## Given problem
Change "ground" to "earth" in the items below, starting at the line that contains "wet ground with a single marker." and ending with the last item, and give only those lines with nothing else altered.

## Material for this task
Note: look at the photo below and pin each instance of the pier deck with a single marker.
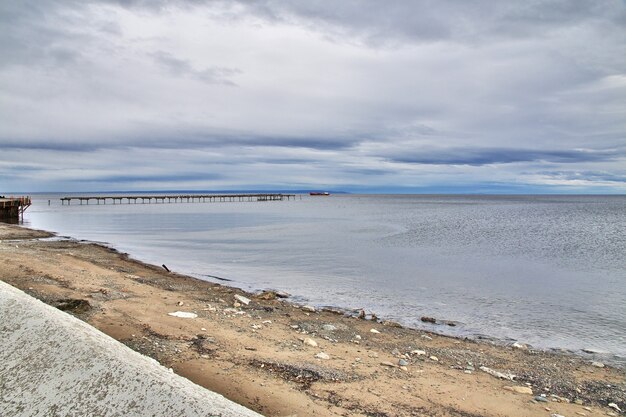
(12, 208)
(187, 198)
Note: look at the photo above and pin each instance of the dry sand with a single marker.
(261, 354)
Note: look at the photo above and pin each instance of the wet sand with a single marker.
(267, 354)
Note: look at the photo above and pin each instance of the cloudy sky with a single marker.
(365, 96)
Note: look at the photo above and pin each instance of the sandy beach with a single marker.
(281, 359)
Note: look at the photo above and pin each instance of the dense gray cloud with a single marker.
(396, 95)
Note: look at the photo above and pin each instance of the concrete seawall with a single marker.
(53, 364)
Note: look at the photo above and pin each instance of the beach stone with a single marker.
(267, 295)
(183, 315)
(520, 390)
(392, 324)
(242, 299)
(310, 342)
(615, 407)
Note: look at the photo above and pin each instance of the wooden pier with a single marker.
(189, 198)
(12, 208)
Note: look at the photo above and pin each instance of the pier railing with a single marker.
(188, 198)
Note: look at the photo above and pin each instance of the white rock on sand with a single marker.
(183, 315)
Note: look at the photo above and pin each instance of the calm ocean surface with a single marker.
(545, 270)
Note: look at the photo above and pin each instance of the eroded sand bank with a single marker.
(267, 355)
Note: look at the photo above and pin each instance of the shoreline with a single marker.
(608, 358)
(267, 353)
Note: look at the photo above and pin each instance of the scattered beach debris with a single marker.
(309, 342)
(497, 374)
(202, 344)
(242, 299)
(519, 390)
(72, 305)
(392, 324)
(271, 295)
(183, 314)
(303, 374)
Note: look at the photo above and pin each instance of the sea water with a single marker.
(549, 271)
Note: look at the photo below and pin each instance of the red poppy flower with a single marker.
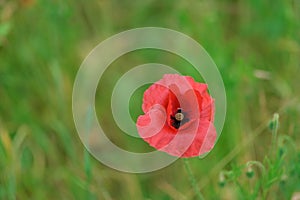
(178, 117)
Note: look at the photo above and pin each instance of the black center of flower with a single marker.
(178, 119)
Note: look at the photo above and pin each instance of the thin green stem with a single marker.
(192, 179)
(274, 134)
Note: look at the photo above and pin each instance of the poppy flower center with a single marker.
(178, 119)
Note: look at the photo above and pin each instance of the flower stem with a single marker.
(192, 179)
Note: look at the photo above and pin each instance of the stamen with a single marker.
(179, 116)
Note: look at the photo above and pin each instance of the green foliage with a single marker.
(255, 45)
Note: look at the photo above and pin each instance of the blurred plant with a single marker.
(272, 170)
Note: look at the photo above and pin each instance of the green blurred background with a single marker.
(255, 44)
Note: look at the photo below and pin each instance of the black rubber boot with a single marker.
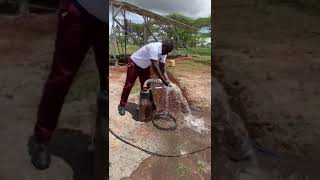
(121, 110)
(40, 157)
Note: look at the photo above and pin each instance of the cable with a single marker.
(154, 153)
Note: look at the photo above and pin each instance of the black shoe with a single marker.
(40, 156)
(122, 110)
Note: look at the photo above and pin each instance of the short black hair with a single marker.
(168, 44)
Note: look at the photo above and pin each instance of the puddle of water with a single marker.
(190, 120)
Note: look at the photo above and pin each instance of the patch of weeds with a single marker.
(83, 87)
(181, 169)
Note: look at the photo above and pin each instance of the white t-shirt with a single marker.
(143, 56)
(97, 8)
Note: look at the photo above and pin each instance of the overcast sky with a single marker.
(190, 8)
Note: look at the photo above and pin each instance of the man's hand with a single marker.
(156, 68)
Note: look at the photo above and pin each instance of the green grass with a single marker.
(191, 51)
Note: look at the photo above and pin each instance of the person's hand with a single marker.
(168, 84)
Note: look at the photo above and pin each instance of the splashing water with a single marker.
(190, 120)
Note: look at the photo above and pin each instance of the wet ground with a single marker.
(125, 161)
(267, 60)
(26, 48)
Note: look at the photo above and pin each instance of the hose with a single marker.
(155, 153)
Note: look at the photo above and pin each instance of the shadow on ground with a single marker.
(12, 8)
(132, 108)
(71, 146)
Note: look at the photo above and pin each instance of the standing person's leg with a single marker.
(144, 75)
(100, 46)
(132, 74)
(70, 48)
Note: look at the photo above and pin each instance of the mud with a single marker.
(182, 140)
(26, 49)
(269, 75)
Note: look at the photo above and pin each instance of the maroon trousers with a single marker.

## Answer for this exercise
Note: look at the photo above and pin each instance of the wet earth with a single marker.
(125, 161)
(267, 60)
(26, 48)
Note: look at the photo above and pin each instance of the hose with a single marker.
(155, 153)
Note: look at the photo above and pin each instance of the shadow on earth with a single marker.
(12, 8)
(132, 108)
(71, 146)
Note: look at the photo above and pin each instance of the standing person's leg with a single marker.
(144, 75)
(100, 46)
(132, 74)
(70, 48)
Note: look at the photo above and pin each instance of the mud with a single marker.
(182, 140)
(26, 49)
(269, 75)
Note: look at the photo above and pin each instance of the maroon trousers with a single marker.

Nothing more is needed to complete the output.